Speaker
Description
In experiments involving beam-plasma interactions, direct imaging techniques can serve as powerful tools for in situ visualization and analysis of plasma processes and parameters. An important example of direct imaging technique is shadowgraphy, which is based on optical modulation by plasma inhomogeneities. Major limitations of existing shadowgraphic techniques, however, are their complexity and poor sensitivity to small plasma density fluctuations. Dark-field shadowgraphy, a novel design based on schlieren principles, promises to deliver orders of magnitude higher signal-to-noise ratio with less stringent requirements on probe laser parameters.
To demonstrate the use of dark-field shadowgraphy in probing beam plasma interactions, we present preliminary results from two experimental campaigns at the FACET-II, SLAC. The first experiment (E340) aims at studying the transition between beam-driven plasma waves (PWFA) and a wakeless regime characterized by breakdown of periodic wave structures and formation of ion channel in a narrow plasma column. Implementing dark shadowgraphy, we observed a clear distinction between image patterns from the PWFA and wakeless regime with good agreement to expected plasma wave periods, numerical simulations, and other experimental measurements. The second experiment (E305) aims at characterizing filamentation instabilities formed by an ultra-relativistic electron beam interacting with a plasma background, the same physical process powering important astrophysical phenomena such as gamma ray bursts. First dark shadowgraphy images from the experiment indicated sensitivity to instability-forming conditions, promising use of the diagnostics in laboratory astrophysics platforms for probing beam plasma instabilities.

■ STORED DATA ■
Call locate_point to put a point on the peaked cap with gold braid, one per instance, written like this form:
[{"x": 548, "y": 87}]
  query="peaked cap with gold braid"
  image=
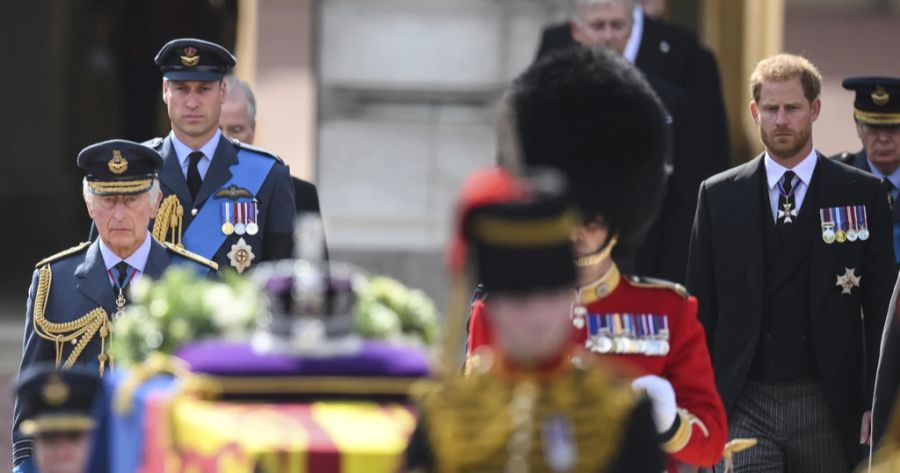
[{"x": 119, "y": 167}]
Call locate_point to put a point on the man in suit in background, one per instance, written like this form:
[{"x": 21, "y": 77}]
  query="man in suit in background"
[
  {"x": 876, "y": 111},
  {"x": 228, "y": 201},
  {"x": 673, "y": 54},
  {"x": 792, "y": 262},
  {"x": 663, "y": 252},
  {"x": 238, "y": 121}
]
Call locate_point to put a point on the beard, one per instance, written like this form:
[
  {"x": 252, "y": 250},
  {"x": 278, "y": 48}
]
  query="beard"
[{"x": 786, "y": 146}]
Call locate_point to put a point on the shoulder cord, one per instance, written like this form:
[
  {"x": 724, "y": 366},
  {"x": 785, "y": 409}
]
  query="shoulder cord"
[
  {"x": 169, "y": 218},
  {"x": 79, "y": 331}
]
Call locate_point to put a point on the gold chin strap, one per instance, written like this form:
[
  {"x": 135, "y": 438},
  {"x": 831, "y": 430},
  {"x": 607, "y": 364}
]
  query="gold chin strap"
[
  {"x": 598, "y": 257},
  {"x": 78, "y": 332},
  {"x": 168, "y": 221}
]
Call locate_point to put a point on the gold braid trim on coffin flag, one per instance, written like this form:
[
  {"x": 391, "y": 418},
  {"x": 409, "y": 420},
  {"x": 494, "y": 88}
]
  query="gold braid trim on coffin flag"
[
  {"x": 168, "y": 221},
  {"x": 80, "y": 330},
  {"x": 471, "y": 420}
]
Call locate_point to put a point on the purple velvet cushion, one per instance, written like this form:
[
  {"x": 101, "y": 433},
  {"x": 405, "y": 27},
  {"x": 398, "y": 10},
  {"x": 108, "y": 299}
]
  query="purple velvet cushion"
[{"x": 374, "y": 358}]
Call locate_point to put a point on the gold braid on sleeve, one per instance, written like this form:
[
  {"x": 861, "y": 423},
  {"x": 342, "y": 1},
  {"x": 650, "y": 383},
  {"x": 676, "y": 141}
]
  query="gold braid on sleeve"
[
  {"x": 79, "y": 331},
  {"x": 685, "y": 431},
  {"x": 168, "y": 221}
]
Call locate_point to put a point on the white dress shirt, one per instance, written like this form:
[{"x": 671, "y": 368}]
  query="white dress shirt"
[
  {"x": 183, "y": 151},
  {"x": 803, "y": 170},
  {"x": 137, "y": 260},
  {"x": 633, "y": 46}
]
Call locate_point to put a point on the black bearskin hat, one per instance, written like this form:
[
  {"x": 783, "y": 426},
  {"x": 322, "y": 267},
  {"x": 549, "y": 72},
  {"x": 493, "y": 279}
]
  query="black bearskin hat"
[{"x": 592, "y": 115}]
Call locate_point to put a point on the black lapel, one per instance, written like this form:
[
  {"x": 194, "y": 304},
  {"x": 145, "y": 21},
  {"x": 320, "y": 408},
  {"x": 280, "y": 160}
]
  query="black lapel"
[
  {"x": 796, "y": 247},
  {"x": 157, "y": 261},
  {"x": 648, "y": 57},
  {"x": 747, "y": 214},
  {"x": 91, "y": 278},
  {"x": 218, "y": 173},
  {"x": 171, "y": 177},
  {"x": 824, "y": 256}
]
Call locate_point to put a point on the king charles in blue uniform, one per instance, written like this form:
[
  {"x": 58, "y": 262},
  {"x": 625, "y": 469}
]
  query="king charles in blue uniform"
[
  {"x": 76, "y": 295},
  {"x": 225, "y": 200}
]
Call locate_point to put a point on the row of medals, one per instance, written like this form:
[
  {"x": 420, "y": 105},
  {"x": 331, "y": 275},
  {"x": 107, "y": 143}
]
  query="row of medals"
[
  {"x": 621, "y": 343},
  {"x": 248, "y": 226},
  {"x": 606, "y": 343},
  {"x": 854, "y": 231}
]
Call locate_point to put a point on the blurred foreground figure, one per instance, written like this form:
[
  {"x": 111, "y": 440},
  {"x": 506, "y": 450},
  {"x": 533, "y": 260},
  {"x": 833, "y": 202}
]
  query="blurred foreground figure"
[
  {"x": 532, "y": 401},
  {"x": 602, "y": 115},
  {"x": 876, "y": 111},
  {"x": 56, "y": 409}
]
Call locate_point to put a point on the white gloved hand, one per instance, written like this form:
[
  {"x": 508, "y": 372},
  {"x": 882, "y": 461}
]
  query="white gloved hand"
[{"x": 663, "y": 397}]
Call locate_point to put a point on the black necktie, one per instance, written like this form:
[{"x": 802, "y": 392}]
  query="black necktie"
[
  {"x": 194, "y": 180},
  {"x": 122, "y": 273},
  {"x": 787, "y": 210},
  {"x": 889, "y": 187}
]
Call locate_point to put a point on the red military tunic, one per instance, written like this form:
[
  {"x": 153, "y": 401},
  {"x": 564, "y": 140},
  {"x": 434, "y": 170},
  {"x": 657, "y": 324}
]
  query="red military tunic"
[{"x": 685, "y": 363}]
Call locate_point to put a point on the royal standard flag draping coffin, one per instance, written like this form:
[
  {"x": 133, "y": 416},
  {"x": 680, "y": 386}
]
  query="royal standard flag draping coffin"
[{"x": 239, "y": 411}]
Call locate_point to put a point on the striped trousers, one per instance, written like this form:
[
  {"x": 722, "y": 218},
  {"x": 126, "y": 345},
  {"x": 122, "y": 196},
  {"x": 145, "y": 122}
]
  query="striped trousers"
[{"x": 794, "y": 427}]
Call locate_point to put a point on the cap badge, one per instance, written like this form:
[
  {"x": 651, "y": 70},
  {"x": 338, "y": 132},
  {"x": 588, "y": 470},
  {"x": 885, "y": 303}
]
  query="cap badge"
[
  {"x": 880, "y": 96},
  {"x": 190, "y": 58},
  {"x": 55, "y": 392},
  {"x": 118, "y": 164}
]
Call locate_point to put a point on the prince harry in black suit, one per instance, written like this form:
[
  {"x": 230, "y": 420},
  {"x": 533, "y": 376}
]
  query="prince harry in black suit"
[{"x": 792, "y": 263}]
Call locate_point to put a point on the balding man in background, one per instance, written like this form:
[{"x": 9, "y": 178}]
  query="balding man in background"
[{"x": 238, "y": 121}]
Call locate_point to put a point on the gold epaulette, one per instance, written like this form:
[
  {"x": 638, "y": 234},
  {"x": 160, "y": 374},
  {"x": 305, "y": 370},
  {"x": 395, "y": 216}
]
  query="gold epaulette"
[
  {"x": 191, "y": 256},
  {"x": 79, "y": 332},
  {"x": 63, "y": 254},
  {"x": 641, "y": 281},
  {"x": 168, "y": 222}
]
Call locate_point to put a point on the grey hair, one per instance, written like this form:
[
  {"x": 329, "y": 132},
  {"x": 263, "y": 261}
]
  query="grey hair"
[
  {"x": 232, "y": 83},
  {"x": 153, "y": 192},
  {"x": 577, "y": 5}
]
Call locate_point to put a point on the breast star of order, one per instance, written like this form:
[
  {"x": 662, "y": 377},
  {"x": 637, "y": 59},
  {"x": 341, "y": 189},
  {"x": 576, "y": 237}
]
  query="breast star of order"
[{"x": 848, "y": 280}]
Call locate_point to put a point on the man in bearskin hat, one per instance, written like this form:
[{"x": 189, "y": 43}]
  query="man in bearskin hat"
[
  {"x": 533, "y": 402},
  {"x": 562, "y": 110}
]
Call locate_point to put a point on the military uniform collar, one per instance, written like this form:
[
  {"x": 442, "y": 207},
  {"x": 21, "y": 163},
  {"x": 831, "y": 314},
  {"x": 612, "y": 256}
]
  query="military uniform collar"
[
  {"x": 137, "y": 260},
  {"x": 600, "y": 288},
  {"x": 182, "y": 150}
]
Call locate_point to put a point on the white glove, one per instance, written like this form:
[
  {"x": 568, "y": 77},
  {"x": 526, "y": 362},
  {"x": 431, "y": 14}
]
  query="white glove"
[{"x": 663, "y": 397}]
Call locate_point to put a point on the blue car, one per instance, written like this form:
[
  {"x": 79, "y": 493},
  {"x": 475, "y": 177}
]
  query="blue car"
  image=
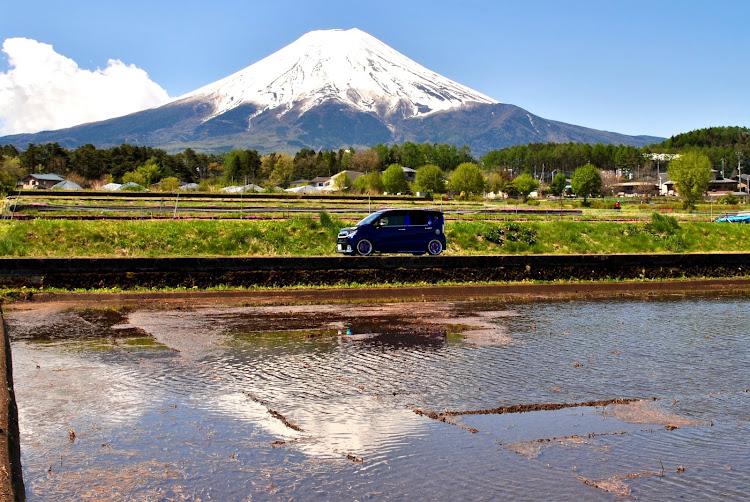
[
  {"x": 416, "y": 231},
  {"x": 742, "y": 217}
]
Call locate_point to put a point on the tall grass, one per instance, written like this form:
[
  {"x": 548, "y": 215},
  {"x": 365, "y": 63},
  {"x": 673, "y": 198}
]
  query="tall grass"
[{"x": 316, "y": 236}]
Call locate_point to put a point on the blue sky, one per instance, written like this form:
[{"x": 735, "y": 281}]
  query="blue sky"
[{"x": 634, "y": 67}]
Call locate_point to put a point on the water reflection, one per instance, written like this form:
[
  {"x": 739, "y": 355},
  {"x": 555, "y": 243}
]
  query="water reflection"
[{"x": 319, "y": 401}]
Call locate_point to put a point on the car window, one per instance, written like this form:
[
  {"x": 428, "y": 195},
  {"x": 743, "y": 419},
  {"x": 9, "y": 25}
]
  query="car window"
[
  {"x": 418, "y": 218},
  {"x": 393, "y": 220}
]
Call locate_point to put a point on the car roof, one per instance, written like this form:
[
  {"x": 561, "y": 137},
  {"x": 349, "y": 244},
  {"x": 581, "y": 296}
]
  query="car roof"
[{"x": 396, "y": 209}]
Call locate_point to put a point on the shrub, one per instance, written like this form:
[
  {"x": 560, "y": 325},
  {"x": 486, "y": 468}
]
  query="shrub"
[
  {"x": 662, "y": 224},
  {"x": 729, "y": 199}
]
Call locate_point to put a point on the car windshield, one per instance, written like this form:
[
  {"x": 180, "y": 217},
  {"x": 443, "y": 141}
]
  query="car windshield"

■ TASK ITEM ■
Decide whether each statement agrees with the shadowgraphy abstract, answering yes or no and quoting the exact words of the abstract that settle it. (a) Dark-field shadowgraphy places stricter demands on the probe laser than existing techniques; (b) the E305 experiment studies filamentation instabilities from an ultra-relativistic electron beam in a plasma background; (c) the results come from a single experimental campaign. The entries have no connection to the shadowgraphy abstract.

■ RESULT OF THIS EXERCISE ■
(a) No: "with less stringent requirements on probe laser parameters"
(b) Yes: "aims at characterizing filamentation instabilities formed by an ultra-relativistic electron beam interacting with a plasma background"
(c) No: "we present preliminary results from two experimental campaigns at the FACET-II, SLAC"